---- Passage provided

Using AI to improve genetic selection

No, this is not an article about artificial insemination – I’m talking about the other “AI.” Artificial intelligence (AI) is a phrase that is hard to avoid.

Matt Spangler

Associate Professor / Beef Genetics Extension Specialist / University of Nebraska – Lincoln

Email Matt Spangler

From our experiences using Google searches, driverless cars, suggestions on what to watch on Netflix and TV commercials recommending solutions to the world’s largest problems, artificial intelligence impacts most of us on a daily basis. Even fraud protection uses artificial intelligence to help determine if a charge was likely to be mine or a case of a stolen credit card number.

Machine learning is a subfield of artificial intelligence that includes the study of algorithms to make predictions and inferences. If you think about it, the routine genetic evaluations that have been conducted for decades make use of machine learning – using statistical models and algorithms to make predictions of genetic merit and infer which animals are the better candidates for selection.

I would contend the U.S. beef industry has been making use of machine learning since 1971, when the analysis for the first Simmental Sire Summary was conducted at Boeing. (That’s where the computers were in those days.) However, there has been recent interest in investigating more complex machine learning algorithms for the purpose of predicting genetic merit estimates (expected progeny differences [EPDs] in beef cattle).

--------

Problems and tasks:
**1.** List every everyday use of artificial intelligence that the article on AI in genetic selection names.
**2.** Repeat the article on AI in genetic selection word for word from "Machine learning is" up to and including "candidates for selection.".

---- Excerpted records

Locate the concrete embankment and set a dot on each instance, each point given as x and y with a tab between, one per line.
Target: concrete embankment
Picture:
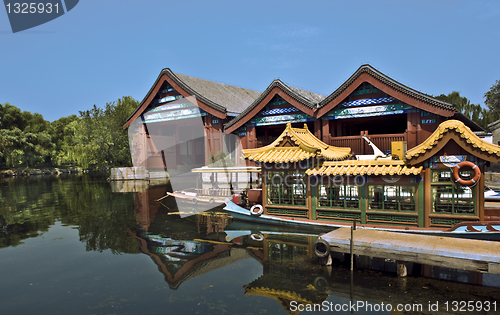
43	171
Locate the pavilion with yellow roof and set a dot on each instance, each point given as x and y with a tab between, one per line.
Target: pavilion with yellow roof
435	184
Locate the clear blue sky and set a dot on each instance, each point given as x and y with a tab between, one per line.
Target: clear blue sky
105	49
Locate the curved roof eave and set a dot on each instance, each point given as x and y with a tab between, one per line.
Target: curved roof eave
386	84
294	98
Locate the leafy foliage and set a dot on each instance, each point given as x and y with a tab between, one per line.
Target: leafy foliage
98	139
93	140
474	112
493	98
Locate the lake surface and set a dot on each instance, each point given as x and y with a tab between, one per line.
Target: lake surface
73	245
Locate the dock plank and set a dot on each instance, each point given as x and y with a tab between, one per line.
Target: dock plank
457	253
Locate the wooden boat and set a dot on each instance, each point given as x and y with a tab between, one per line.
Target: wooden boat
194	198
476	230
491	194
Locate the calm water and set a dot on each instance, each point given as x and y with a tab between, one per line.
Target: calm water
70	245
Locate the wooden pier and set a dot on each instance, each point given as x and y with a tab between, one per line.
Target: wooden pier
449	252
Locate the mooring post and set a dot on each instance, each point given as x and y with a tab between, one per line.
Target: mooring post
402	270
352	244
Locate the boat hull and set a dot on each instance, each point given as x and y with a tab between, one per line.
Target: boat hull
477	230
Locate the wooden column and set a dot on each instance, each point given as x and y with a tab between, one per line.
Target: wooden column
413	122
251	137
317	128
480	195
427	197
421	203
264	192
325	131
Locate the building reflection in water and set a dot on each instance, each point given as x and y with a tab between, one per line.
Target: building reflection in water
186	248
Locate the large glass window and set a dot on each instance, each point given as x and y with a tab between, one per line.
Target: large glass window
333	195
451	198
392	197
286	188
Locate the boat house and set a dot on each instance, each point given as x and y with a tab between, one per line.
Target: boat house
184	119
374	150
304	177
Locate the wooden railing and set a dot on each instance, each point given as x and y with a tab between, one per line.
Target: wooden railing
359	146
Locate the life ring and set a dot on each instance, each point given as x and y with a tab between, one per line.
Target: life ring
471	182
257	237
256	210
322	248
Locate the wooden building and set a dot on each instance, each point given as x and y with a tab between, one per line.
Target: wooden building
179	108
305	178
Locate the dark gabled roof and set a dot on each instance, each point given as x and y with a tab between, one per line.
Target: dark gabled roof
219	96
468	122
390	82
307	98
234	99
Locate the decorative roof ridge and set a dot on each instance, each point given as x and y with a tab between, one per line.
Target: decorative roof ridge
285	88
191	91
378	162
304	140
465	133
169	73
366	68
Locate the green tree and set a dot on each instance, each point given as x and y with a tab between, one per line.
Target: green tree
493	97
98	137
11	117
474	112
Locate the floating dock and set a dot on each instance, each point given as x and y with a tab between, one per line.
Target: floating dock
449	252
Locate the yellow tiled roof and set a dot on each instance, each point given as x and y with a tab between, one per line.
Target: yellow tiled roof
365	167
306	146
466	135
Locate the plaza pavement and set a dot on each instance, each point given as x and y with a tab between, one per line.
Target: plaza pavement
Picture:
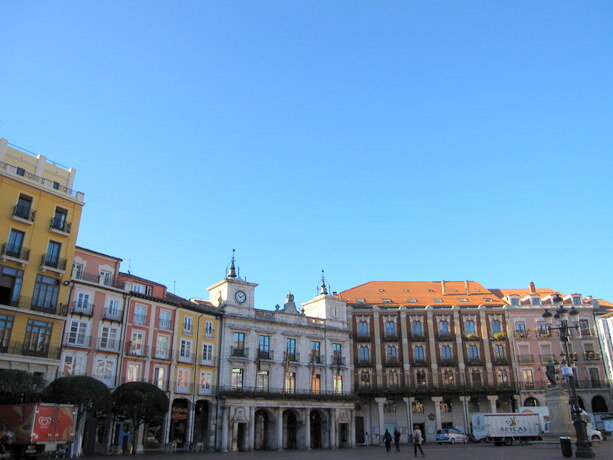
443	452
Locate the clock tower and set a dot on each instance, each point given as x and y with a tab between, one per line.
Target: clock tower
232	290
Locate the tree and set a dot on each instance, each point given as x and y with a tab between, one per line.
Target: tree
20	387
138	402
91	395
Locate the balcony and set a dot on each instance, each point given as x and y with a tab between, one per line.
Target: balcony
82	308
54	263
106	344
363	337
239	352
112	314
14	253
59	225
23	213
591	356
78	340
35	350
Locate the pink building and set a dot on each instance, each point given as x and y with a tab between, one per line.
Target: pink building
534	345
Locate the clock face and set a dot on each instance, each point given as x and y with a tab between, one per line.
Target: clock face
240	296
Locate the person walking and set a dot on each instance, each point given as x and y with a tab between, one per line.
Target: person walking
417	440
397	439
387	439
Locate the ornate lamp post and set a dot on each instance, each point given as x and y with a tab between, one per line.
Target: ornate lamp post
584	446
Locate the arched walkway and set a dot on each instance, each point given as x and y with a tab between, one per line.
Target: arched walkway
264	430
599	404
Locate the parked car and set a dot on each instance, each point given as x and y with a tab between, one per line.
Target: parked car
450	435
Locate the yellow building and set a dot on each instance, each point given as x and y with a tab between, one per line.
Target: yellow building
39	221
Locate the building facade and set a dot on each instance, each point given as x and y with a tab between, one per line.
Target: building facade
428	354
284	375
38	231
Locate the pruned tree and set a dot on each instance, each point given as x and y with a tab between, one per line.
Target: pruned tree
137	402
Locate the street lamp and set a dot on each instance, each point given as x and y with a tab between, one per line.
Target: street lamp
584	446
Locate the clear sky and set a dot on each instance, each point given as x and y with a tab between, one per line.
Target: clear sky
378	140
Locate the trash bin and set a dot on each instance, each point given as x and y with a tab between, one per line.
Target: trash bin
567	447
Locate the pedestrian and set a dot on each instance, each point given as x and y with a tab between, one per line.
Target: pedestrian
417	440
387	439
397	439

--------
---- Excerpted records

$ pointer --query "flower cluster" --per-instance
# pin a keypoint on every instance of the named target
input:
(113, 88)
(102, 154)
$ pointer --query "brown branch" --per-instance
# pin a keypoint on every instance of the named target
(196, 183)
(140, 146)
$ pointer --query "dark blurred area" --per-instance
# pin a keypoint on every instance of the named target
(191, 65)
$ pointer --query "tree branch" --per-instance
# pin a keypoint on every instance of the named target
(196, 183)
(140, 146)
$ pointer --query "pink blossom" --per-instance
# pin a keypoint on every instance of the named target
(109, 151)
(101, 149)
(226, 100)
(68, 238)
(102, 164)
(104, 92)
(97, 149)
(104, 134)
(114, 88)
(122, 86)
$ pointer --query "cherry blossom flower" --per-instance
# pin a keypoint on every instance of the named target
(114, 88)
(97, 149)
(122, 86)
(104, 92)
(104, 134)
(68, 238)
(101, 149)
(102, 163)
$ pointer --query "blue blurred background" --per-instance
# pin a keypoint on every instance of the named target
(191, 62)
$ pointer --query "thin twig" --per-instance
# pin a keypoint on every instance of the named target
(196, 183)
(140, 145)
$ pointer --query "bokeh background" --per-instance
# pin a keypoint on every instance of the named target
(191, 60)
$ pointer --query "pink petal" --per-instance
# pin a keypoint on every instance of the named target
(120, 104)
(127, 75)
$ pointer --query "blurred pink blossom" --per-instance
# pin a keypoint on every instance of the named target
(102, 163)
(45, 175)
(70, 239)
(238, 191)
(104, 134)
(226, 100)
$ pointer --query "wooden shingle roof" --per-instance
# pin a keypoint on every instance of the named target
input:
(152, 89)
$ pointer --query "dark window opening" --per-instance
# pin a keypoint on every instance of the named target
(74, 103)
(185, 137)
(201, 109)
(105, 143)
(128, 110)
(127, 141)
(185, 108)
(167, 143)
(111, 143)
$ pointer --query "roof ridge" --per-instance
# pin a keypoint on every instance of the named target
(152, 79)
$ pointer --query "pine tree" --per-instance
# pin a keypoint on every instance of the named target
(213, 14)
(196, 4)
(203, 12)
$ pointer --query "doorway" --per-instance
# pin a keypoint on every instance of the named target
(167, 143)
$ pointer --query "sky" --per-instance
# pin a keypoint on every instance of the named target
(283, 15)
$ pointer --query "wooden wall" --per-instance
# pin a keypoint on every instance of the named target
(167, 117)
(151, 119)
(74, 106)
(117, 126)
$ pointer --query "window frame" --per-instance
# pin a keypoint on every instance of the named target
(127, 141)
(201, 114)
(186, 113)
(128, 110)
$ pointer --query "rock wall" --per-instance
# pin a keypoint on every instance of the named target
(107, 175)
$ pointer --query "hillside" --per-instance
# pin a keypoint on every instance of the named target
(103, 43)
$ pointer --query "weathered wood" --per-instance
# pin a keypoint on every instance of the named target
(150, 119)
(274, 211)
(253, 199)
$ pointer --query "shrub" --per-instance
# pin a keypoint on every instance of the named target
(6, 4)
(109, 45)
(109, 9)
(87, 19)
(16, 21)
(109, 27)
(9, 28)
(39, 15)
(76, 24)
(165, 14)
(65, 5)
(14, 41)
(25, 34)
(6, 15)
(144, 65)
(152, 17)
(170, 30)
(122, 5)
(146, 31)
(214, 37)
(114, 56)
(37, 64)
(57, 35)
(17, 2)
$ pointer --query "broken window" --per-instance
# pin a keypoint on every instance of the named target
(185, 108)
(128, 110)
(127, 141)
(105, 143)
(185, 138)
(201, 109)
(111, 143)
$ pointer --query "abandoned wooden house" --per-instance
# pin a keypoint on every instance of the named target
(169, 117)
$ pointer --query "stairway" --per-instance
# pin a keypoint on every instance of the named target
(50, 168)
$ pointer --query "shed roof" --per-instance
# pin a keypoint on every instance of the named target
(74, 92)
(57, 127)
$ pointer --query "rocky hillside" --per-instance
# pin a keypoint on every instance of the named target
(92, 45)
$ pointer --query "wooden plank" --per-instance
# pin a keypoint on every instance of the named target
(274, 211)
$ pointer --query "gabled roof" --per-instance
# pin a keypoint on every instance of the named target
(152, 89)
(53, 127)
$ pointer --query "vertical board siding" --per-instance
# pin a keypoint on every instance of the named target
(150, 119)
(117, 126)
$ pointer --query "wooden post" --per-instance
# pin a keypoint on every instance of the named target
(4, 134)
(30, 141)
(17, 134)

--------

Answers to the problems:
**1.**
- Google searches
- Driverless cars
- Suggestions on what to watch on Netflix
- TV commercials recommending solutions to the world's largest problems
- Fraud protection that helps determine whether a charge was likely genuine or a case of a stolen credit card number

**2.**
Machine learning is a subfield of artificial intelligence that includes the study of algorithms to make predictions and inferences. If you think about it, the routine genetic evaluations that have been conducted for decades make use of machine learning – using statistical models and algorithms to make predictions of genetic merit and infer which animals are the better candidates for selection.